Written problem »
From the records below, copy word for word the part that opens with the line containing "Run through the image above and flag every white clump" and closes with the line containing "[0, 0, 1200, 798]", keeping both of those lines. Leave out any picture placeholders.

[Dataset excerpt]
● ● ●
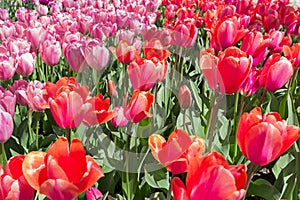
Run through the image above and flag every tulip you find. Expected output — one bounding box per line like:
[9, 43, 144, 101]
[64, 41, 88, 72]
[107, 80, 117, 97]
[171, 152, 247, 200]
[0, 109, 14, 143]
[83, 94, 115, 126]
[178, 85, 192, 109]
[0, 155, 34, 200]
[125, 90, 154, 123]
[85, 42, 110, 70]
[200, 47, 252, 94]
[237, 107, 300, 166]
[241, 30, 270, 67]
[40, 39, 61, 66]
[44, 77, 92, 128]
[259, 53, 294, 91]
[111, 106, 128, 127]
[86, 187, 103, 200]
[0, 56, 16, 80]
[283, 43, 300, 67]
[22, 138, 104, 200]
[211, 16, 247, 50]
[173, 21, 198, 48]
[15, 52, 36, 76]
[128, 58, 163, 91]
[148, 129, 205, 174]
[0, 86, 16, 117]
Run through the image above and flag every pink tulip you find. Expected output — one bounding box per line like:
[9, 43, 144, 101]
[237, 107, 300, 166]
[40, 39, 61, 66]
[64, 41, 88, 72]
[171, 152, 247, 200]
[125, 90, 154, 123]
[8, 79, 28, 106]
[16, 53, 36, 76]
[0, 155, 34, 200]
[259, 53, 294, 91]
[0, 86, 16, 117]
[178, 85, 192, 109]
[85, 40, 110, 70]
[111, 106, 128, 127]
[86, 187, 103, 200]
[0, 109, 14, 143]
[0, 56, 16, 80]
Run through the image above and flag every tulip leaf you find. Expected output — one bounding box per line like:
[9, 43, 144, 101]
[145, 169, 170, 190]
[247, 179, 280, 200]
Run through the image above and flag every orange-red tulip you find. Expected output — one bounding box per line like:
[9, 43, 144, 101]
[125, 90, 154, 123]
[22, 138, 104, 200]
[0, 155, 34, 200]
[237, 107, 300, 166]
[259, 53, 294, 91]
[148, 129, 205, 174]
[171, 152, 247, 200]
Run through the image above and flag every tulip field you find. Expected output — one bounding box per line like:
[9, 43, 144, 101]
[0, 0, 300, 200]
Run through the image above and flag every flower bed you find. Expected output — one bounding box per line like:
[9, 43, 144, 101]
[0, 0, 300, 200]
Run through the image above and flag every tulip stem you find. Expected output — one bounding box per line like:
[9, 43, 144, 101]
[257, 90, 267, 107]
[0, 143, 7, 169]
[243, 163, 257, 199]
[206, 92, 222, 152]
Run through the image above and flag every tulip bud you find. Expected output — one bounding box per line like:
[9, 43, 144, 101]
[108, 80, 117, 97]
[178, 85, 192, 109]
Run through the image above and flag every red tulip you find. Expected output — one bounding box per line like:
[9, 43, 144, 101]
[200, 47, 252, 94]
[22, 138, 104, 200]
[237, 107, 300, 166]
[148, 129, 205, 174]
[178, 85, 192, 109]
[44, 78, 92, 128]
[125, 90, 154, 123]
[128, 57, 164, 91]
[283, 43, 300, 67]
[0, 155, 34, 200]
[171, 152, 247, 200]
[83, 94, 115, 126]
[211, 16, 247, 50]
[259, 53, 294, 91]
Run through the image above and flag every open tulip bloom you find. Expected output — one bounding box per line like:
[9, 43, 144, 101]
[0, 0, 300, 200]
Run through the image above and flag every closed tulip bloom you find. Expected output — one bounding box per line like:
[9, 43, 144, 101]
[259, 53, 294, 91]
[237, 107, 300, 166]
[128, 58, 163, 91]
[16, 52, 36, 76]
[40, 39, 61, 66]
[200, 47, 252, 94]
[0, 155, 34, 200]
[178, 85, 192, 109]
[148, 129, 205, 174]
[111, 106, 128, 127]
[44, 78, 92, 128]
[0, 56, 16, 81]
[64, 41, 88, 72]
[85, 41, 110, 70]
[0, 109, 14, 143]
[83, 94, 115, 126]
[211, 16, 247, 50]
[125, 90, 154, 123]
[171, 152, 247, 200]
[22, 138, 104, 200]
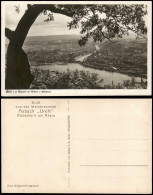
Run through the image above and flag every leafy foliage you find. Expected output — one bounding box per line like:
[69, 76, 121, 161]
[16, 4, 147, 46]
[31, 69, 102, 89]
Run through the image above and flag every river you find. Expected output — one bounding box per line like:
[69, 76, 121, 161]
[35, 45, 141, 85]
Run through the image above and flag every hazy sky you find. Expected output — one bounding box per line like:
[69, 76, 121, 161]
[5, 4, 80, 36]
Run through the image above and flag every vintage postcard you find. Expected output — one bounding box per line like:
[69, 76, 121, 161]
[2, 99, 152, 194]
[1, 1, 152, 96]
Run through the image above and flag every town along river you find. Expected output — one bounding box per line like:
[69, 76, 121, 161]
[38, 54, 145, 85]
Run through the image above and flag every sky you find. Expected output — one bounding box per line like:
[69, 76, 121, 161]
[5, 4, 80, 36]
[5, 3, 148, 38]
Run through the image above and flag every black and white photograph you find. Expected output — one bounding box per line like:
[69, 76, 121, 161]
[2, 1, 151, 95]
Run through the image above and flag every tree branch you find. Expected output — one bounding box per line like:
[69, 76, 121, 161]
[5, 28, 14, 41]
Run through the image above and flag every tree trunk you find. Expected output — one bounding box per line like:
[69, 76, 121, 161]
[5, 8, 40, 89]
[5, 43, 34, 89]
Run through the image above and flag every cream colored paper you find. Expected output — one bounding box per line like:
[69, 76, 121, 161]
[2, 99, 152, 194]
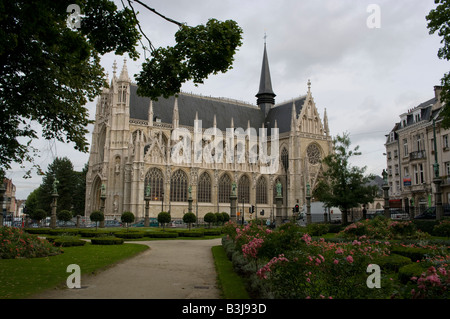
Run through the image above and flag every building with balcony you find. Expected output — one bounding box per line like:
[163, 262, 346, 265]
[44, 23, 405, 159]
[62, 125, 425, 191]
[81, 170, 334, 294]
[385, 86, 450, 214]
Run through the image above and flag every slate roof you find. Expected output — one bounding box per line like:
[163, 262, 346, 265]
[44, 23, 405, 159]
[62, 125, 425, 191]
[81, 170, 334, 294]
[130, 84, 305, 135]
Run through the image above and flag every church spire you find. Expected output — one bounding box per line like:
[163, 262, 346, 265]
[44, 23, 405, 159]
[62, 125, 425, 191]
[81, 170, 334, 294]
[256, 36, 276, 115]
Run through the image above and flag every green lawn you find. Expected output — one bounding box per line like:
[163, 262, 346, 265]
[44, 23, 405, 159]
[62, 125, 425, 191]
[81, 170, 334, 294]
[0, 243, 148, 299]
[211, 246, 249, 299]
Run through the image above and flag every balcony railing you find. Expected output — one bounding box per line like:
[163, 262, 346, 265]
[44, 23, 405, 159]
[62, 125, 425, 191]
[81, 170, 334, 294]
[409, 151, 427, 161]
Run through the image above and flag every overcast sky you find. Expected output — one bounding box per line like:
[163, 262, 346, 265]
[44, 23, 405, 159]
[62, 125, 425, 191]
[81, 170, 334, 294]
[7, 0, 450, 199]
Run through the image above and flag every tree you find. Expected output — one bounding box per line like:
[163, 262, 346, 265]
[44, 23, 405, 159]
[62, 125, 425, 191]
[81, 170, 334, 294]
[215, 212, 223, 225]
[157, 212, 172, 230]
[89, 210, 105, 230]
[426, 0, 450, 128]
[313, 133, 377, 224]
[183, 213, 197, 230]
[38, 157, 78, 212]
[120, 212, 134, 231]
[221, 212, 230, 223]
[29, 208, 47, 223]
[56, 209, 73, 223]
[0, 0, 242, 176]
[203, 213, 217, 228]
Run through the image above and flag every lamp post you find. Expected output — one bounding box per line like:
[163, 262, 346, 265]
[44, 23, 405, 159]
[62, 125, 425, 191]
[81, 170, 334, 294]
[50, 177, 59, 228]
[381, 169, 391, 218]
[306, 183, 312, 225]
[433, 119, 443, 220]
[144, 183, 151, 227]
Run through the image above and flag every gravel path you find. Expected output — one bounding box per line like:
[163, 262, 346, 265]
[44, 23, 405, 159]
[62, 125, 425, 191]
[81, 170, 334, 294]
[33, 238, 221, 299]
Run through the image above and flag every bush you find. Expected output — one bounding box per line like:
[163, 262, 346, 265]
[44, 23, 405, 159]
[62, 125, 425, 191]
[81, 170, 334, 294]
[91, 236, 124, 245]
[433, 219, 450, 238]
[373, 254, 412, 272]
[0, 227, 61, 259]
[391, 246, 430, 262]
[178, 230, 205, 237]
[398, 263, 430, 284]
[47, 228, 79, 236]
[146, 232, 178, 238]
[78, 229, 115, 238]
[48, 236, 86, 247]
[114, 231, 146, 239]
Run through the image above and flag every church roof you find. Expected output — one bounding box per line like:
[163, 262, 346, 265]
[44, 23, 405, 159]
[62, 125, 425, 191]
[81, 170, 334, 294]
[130, 84, 264, 132]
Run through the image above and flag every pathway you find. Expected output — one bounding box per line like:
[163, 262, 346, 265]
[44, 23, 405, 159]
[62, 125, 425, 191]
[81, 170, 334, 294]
[34, 238, 221, 299]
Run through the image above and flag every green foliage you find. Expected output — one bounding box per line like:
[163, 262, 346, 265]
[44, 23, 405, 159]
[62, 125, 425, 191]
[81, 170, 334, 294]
[313, 133, 377, 224]
[120, 212, 134, 230]
[157, 212, 172, 228]
[433, 219, 450, 238]
[0, 0, 242, 178]
[29, 208, 47, 221]
[114, 231, 147, 239]
[203, 213, 217, 227]
[91, 236, 124, 245]
[183, 213, 197, 229]
[48, 236, 86, 247]
[56, 209, 73, 222]
[136, 19, 242, 100]
[426, 0, 450, 128]
[0, 227, 61, 259]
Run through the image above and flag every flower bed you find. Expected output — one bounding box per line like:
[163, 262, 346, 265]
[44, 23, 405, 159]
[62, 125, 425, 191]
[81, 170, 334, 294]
[222, 219, 450, 299]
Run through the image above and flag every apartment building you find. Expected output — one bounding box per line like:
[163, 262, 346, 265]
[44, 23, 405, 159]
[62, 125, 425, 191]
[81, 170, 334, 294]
[385, 86, 450, 214]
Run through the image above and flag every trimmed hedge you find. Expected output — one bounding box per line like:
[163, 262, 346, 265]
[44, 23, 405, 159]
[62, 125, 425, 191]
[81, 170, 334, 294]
[178, 230, 205, 237]
[391, 246, 430, 262]
[398, 263, 430, 284]
[114, 231, 146, 239]
[91, 236, 124, 245]
[79, 229, 114, 238]
[373, 254, 412, 272]
[146, 232, 178, 238]
[23, 228, 50, 235]
[47, 236, 86, 247]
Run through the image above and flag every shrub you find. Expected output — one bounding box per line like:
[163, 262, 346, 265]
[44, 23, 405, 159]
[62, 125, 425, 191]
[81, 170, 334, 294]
[373, 254, 412, 272]
[47, 228, 79, 236]
[0, 227, 61, 259]
[146, 232, 178, 238]
[433, 219, 450, 238]
[203, 213, 217, 228]
[178, 230, 205, 237]
[48, 236, 86, 247]
[158, 212, 172, 229]
[391, 246, 430, 262]
[91, 236, 124, 245]
[114, 231, 146, 239]
[398, 263, 430, 284]
[78, 229, 114, 238]
[306, 223, 329, 236]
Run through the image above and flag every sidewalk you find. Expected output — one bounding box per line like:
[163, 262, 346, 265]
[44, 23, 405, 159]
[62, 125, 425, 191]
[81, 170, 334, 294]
[33, 238, 221, 299]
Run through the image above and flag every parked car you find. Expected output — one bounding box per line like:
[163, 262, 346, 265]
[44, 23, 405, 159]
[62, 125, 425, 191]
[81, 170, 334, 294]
[414, 204, 450, 219]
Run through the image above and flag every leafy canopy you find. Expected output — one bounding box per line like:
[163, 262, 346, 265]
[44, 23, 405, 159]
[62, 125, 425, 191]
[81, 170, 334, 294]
[313, 133, 378, 223]
[426, 0, 450, 128]
[0, 0, 242, 177]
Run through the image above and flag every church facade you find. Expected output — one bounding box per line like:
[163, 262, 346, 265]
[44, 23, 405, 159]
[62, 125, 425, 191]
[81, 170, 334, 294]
[86, 44, 332, 220]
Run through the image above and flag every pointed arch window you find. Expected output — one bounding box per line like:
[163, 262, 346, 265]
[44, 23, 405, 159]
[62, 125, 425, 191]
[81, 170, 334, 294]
[170, 169, 188, 202]
[219, 174, 231, 203]
[238, 175, 250, 204]
[281, 147, 289, 172]
[256, 176, 267, 204]
[144, 167, 164, 201]
[197, 172, 211, 203]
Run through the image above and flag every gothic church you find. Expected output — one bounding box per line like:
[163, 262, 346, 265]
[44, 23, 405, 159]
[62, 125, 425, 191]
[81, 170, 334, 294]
[86, 44, 332, 220]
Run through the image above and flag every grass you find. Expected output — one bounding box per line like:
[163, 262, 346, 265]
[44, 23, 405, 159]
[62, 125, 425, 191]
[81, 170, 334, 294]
[0, 243, 148, 299]
[211, 245, 250, 299]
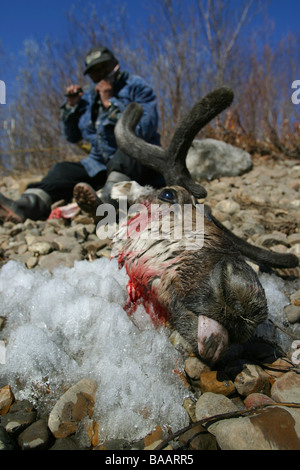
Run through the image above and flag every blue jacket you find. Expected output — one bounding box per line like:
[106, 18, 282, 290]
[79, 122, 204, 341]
[61, 72, 160, 177]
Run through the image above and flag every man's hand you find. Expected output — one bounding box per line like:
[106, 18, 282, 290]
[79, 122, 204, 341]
[96, 79, 114, 108]
[66, 84, 83, 106]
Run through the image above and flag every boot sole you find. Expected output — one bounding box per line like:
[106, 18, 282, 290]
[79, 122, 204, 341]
[73, 183, 102, 217]
[0, 196, 23, 224]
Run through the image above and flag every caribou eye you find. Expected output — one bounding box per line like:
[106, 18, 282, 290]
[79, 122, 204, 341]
[158, 189, 178, 203]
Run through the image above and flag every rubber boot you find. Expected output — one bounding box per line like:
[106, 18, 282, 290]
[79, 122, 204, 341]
[73, 171, 130, 218]
[0, 189, 51, 223]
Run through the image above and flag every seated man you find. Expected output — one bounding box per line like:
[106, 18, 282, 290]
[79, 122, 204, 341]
[0, 47, 164, 223]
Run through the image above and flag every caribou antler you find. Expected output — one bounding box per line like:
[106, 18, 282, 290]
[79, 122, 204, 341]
[115, 87, 299, 268]
[115, 87, 233, 198]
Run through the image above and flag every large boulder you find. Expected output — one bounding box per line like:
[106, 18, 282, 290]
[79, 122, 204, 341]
[186, 139, 253, 181]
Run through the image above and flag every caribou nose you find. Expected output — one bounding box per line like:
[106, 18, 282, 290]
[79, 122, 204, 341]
[198, 315, 229, 363]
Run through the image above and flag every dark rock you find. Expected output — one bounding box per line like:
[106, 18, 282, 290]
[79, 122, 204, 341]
[1, 400, 37, 437]
[49, 436, 81, 450]
[0, 426, 17, 450]
[178, 424, 217, 450]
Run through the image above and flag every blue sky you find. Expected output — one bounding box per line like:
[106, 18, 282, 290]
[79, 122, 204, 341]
[0, 0, 300, 99]
[0, 0, 300, 53]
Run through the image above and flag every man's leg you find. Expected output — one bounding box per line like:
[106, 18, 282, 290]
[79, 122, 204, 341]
[73, 149, 165, 220]
[27, 162, 106, 204]
[0, 162, 106, 223]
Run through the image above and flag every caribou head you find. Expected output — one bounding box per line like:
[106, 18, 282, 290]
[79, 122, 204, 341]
[111, 87, 298, 363]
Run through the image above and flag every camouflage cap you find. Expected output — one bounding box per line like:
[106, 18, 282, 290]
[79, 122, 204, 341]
[84, 46, 118, 75]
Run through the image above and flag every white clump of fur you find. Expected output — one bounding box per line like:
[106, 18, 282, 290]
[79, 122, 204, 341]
[0, 258, 189, 440]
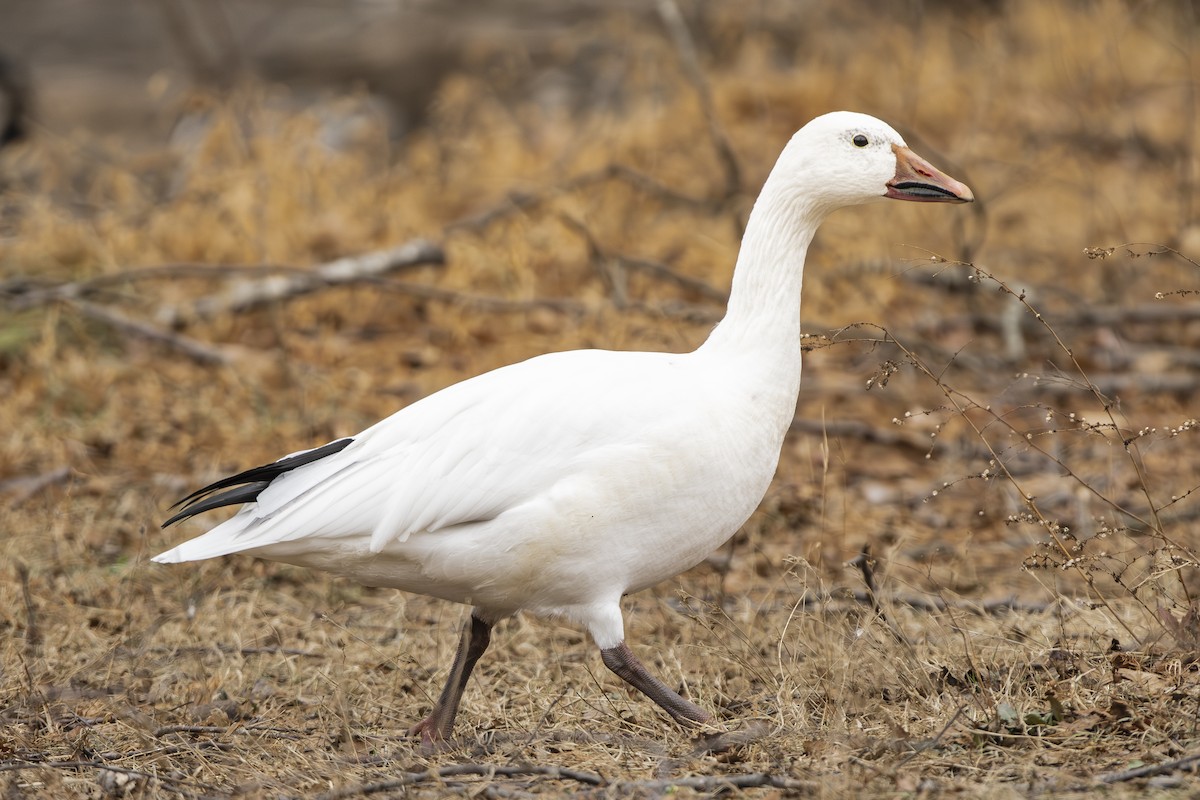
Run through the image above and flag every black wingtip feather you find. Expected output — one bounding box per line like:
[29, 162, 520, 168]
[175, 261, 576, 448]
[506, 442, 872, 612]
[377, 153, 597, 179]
[162, 439, 354, 528]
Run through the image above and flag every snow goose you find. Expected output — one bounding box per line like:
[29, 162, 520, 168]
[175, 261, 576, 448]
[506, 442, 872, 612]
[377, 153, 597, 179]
[154, 112, 973, 748]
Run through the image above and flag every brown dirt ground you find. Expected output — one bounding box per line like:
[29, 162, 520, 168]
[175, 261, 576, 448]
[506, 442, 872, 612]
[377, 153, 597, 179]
[0, 0, 1200, 798]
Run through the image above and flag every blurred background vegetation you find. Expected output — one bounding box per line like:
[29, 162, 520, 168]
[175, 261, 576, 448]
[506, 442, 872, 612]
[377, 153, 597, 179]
[0, 0, 1200, 796]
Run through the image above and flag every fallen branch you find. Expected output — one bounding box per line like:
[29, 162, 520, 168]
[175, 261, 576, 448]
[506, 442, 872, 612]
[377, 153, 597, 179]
[1096, 753, 1200, 783]
[445, 163, 720, 234]
[658, 0, 742, 199]
[611, 772, 821, 798]
[169, 239, 445, 326]
[66, 300, 233, 366]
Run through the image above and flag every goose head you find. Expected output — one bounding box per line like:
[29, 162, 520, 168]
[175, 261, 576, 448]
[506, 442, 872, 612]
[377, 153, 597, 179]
[773, 112, 974, 216]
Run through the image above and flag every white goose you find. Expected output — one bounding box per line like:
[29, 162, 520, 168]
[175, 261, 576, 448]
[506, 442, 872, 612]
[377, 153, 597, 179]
[154, 112, 973, 748]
● ● ●
Worked solution »
Run through the image above and flag every white clump of fur you find. Expected output — one bounding box per line like:
[106, 18, 282, 290]
[79, 122, 204, 341]
[0, 258, 189, 440]
Run through the image above and flag every black wingtip feather you find. Expected output — one bounding box per line like:
[29, 162, 520, 168]
[175, 261, 576, 448]
[506, 442, 872, 612]
[377, 153, 597, 179]
[162, 439, 354, 528]
Run through the image above and flag every snow goose you find. Expected output — one bounding box per line like:
[29, 162, 520, 168]
[175, 261, 576, 448]
[506, 442, 872, 612]
[377, 153, 597, 179]
[154, 112, 973, 748]
Run through the image above and flag every brown dirt ground you find. Expected output — one bounding box per line like:
[29, 162, 520, 168]
[175, 261, 576, 448]
[506, 442, 872, 612]
[377, 153, 597, 179]
[0, 0, 1200, 798]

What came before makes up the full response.